───── Records for this exercise
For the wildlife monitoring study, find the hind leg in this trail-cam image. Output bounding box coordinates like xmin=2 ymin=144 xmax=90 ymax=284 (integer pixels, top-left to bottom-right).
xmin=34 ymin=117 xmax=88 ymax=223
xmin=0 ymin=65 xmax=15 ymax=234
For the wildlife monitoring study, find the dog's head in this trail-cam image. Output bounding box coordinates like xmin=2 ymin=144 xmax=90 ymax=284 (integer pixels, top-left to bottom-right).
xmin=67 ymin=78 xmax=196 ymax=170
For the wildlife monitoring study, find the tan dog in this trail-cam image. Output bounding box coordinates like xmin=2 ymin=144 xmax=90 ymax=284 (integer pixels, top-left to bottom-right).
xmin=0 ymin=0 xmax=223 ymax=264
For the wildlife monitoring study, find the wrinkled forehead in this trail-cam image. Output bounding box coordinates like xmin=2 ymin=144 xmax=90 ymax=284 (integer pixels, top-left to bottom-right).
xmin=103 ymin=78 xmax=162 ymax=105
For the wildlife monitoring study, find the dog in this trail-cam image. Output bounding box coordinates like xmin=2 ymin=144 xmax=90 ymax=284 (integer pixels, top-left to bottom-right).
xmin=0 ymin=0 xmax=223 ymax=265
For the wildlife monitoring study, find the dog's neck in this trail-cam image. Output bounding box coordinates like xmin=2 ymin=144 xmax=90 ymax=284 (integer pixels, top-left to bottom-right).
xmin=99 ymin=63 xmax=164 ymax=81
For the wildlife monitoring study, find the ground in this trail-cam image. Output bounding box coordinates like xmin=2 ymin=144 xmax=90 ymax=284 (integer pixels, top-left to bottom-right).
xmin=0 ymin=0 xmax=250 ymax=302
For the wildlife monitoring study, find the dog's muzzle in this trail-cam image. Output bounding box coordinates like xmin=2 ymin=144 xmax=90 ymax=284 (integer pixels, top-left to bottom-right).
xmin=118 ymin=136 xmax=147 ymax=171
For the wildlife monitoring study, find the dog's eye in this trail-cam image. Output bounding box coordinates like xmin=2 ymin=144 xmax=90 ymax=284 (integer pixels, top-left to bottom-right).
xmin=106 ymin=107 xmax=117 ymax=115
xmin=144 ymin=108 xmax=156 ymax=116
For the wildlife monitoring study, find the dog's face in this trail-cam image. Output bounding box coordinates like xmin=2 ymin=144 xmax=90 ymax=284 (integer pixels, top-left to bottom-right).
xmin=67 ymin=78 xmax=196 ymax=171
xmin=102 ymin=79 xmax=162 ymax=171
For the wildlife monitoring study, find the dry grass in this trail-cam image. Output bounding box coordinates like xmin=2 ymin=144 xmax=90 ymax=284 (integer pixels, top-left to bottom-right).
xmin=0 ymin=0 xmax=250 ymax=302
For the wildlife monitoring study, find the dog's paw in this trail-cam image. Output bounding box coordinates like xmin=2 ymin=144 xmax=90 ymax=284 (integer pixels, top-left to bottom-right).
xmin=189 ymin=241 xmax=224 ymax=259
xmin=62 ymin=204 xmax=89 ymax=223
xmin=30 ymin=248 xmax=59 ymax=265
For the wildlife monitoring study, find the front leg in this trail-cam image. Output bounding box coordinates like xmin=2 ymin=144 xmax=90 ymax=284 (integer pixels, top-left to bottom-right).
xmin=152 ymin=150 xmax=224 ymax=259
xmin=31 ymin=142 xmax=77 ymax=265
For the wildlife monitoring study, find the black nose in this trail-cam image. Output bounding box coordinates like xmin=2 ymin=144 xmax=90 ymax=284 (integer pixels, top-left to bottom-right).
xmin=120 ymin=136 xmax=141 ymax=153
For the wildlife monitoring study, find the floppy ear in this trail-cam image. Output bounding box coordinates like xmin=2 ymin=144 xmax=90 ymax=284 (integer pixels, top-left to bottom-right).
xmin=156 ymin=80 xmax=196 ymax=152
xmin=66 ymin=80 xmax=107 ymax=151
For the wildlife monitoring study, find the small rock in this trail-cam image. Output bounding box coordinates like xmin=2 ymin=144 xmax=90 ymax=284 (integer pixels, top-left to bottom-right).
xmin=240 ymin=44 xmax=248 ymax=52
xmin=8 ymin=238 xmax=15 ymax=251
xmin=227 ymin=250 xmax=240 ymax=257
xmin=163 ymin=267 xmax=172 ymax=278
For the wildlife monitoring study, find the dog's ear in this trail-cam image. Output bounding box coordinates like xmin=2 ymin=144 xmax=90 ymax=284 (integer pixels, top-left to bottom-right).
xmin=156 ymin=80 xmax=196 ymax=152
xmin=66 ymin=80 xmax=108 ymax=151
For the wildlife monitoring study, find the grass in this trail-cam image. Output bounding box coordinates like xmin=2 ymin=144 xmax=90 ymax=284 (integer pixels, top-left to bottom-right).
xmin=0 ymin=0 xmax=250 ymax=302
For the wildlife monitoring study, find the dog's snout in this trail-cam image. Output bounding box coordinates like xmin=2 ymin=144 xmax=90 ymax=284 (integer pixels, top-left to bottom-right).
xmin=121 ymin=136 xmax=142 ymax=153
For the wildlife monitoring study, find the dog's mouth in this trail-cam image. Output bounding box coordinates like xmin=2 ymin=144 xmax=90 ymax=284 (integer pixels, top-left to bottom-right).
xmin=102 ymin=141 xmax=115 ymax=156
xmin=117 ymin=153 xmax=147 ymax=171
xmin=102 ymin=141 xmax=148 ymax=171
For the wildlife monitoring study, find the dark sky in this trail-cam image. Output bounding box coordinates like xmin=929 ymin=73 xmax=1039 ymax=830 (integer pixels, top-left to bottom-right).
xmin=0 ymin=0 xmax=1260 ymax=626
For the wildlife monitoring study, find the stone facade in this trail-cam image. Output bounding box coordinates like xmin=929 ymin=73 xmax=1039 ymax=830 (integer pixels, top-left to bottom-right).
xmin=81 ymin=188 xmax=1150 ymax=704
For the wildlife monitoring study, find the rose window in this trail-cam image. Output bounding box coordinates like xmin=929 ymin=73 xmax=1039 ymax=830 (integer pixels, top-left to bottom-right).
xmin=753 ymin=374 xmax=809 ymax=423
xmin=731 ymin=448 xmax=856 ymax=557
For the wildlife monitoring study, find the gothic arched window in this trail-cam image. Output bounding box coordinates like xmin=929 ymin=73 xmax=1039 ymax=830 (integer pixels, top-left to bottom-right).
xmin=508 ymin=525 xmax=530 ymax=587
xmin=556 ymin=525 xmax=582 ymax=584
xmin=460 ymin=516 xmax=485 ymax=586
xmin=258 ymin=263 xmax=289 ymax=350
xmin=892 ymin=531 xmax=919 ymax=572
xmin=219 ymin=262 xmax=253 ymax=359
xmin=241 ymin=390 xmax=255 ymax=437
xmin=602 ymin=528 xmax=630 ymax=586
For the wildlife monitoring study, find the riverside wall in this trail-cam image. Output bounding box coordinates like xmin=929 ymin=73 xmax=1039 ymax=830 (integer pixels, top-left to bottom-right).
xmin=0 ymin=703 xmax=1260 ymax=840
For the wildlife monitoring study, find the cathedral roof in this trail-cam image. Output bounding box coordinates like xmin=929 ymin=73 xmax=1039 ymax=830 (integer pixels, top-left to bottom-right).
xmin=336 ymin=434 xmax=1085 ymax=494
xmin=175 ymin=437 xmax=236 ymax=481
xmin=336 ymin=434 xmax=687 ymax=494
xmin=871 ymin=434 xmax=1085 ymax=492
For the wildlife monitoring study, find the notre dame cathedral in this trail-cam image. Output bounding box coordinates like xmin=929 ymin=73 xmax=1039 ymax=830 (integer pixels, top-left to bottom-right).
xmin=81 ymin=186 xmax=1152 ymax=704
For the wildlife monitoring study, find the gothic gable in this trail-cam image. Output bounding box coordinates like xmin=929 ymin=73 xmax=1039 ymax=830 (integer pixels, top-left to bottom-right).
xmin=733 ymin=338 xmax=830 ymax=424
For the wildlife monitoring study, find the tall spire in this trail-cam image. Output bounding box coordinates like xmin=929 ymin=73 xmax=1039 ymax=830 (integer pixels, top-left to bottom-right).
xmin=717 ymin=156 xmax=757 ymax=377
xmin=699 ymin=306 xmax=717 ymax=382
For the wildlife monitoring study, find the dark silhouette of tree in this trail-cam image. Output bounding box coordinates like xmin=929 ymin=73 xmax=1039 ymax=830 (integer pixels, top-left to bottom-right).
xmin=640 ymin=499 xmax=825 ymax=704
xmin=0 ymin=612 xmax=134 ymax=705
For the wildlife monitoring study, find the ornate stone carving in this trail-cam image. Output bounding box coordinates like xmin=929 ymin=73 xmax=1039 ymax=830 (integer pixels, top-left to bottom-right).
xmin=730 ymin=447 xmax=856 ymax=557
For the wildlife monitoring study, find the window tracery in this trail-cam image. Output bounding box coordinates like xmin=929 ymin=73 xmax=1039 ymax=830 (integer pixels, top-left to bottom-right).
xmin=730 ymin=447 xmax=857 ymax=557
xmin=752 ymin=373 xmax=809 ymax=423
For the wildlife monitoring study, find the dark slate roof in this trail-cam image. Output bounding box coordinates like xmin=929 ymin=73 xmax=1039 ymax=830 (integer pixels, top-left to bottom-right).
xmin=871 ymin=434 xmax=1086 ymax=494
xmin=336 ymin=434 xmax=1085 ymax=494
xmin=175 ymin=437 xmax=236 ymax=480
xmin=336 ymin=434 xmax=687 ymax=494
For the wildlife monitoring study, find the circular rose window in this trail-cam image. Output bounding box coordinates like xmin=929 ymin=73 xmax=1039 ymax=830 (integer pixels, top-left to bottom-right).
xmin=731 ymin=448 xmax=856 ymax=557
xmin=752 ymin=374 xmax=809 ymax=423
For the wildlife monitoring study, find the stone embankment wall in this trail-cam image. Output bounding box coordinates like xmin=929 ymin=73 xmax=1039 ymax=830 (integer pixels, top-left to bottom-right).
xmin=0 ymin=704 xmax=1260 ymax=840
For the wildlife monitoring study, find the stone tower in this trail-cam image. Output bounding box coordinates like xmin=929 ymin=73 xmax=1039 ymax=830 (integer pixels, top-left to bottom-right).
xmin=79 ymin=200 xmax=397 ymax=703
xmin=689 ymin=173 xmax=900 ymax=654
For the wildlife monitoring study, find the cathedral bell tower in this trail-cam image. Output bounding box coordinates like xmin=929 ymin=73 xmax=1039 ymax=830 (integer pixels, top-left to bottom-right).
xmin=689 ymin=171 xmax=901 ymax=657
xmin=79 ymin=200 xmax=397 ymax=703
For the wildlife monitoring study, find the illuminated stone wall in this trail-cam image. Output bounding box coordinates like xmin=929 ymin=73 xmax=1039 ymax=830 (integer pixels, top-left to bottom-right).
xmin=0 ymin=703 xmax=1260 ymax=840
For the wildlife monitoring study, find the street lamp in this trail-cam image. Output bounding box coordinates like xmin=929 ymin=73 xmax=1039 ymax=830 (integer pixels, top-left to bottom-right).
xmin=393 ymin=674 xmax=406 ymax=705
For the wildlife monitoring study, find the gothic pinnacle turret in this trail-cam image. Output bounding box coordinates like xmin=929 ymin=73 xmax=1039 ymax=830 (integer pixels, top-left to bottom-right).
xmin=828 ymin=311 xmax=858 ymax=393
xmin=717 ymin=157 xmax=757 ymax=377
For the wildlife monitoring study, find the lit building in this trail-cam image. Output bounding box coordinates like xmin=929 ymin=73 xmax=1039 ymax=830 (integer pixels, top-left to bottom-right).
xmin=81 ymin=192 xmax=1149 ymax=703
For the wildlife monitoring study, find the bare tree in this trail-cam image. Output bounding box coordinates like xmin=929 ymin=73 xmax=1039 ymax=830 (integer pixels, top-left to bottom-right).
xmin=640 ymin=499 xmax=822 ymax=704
──────────
--- Short task ---
Show every line of the records above that contains the string "rose".

--- Problem solution ---
For the wildlife monitoring study, find the rose window in this trail-cam image. Output bounding box coordinates like xmin=929 ymin=73 xmax=1039 ymax=830 (integer pixels, top-left to bottom-right).
For the wildlife monitoring study, find the circular rose window in this trail-cam image. Output bounding box coordinates like xmin=929 ymin=73 xmax=1039 ymax=830 (integer pixels, top-left to bottom-right).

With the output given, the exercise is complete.